### [Problem statement]
Return each line below holding the string "nettle".

### [Supplied data]
+++++

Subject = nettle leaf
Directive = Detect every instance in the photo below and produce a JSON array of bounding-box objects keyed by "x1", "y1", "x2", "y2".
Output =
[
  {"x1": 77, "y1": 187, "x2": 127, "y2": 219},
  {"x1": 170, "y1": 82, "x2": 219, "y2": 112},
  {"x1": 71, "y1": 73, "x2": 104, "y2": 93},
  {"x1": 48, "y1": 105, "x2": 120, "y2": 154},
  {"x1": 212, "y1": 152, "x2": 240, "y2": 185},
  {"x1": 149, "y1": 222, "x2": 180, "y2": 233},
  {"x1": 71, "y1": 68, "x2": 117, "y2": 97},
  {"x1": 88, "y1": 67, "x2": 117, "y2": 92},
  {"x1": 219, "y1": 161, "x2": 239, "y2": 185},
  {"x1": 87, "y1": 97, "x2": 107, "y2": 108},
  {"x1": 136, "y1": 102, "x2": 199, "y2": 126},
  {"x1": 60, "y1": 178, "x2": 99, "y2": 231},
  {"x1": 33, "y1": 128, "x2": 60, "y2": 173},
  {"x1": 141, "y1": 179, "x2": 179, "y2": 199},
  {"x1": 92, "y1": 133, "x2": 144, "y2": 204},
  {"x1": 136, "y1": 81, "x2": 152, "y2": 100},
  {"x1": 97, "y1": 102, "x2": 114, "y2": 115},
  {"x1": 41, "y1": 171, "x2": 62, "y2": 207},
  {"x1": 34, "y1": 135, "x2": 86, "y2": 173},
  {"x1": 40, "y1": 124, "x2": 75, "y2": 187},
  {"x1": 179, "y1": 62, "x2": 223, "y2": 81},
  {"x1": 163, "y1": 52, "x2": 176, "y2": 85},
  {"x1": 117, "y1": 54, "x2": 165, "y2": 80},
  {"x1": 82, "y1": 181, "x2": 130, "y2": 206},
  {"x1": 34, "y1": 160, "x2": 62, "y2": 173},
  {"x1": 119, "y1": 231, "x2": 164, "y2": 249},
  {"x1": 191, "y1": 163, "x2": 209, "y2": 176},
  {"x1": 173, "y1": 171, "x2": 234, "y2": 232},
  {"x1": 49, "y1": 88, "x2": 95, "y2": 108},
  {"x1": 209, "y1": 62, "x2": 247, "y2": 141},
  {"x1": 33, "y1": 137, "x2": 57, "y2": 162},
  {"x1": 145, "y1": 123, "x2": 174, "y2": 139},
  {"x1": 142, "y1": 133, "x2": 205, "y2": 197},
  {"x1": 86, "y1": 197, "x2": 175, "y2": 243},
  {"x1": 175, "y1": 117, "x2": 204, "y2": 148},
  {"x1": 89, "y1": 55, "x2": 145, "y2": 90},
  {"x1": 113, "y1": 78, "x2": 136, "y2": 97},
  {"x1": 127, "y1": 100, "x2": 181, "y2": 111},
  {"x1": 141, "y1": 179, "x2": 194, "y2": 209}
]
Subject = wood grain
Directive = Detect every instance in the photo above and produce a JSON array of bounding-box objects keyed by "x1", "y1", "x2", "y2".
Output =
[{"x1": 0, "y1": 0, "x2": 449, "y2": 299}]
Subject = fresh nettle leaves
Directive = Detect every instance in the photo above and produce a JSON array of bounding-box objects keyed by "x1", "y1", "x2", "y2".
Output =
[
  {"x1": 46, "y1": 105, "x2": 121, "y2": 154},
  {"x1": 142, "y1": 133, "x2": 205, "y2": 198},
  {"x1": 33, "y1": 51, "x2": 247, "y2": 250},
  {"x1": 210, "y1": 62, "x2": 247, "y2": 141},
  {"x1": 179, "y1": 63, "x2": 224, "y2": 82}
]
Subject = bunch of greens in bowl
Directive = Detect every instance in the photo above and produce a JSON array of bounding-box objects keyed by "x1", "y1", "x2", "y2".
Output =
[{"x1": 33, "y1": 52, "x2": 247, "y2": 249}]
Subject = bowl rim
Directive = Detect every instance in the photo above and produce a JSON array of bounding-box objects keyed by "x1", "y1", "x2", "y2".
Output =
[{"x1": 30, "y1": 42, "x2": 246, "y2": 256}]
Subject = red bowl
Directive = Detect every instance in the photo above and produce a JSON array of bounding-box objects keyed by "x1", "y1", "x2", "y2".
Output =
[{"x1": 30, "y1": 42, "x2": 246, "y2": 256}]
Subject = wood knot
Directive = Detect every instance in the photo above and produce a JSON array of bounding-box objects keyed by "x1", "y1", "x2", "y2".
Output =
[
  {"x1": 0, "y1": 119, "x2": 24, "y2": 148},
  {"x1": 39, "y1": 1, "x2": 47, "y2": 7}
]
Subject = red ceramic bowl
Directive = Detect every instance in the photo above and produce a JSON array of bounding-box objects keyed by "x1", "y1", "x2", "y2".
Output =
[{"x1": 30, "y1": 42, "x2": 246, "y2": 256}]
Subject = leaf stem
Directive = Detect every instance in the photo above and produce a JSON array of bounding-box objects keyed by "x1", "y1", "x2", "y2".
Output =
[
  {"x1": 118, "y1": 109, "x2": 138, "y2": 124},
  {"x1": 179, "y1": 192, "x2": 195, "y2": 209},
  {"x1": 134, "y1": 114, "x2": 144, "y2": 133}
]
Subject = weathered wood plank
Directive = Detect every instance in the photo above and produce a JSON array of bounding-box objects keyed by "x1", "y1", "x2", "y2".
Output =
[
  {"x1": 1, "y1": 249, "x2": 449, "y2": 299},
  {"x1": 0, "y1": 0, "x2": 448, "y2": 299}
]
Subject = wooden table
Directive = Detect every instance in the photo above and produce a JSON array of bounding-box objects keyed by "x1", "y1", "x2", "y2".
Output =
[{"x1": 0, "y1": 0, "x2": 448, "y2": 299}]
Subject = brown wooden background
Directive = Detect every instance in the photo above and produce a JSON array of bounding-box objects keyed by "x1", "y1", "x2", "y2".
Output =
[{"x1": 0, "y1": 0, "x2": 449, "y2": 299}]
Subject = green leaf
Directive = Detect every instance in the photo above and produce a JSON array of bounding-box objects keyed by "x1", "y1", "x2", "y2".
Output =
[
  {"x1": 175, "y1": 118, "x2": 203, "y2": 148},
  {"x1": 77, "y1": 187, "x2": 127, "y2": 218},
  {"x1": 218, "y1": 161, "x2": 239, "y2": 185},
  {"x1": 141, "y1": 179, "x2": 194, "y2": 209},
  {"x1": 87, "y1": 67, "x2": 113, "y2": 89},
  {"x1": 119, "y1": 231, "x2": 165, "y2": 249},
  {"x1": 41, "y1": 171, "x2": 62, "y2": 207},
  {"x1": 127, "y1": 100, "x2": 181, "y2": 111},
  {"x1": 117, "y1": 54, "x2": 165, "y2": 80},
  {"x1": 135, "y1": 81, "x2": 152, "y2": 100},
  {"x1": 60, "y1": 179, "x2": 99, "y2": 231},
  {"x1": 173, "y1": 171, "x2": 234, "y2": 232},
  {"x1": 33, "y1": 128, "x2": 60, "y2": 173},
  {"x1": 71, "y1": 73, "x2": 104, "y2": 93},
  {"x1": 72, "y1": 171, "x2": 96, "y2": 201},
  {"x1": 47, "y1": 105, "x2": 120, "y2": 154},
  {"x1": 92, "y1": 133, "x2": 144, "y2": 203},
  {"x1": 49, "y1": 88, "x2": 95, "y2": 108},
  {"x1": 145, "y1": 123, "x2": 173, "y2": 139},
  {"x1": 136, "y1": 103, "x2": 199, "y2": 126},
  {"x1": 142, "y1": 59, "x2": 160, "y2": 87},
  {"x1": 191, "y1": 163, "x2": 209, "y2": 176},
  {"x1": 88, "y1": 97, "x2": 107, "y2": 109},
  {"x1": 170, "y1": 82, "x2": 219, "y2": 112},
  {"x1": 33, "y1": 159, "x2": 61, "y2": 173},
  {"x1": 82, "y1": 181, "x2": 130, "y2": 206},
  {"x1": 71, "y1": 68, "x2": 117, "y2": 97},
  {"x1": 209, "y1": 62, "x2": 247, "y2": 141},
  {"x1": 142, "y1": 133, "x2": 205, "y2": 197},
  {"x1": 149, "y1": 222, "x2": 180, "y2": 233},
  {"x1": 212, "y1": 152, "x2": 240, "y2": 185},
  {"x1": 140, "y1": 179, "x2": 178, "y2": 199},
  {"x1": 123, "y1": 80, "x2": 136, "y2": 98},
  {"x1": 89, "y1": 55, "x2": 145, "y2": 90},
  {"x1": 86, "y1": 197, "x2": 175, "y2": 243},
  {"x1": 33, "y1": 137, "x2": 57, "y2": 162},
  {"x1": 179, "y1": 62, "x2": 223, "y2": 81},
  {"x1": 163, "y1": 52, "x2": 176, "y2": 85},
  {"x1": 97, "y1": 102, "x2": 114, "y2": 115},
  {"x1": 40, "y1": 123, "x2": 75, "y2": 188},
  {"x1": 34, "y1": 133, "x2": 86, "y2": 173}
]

+++++

### [Answer to this task]
Subject = nettle leaf
Subject = fresh nettle leaves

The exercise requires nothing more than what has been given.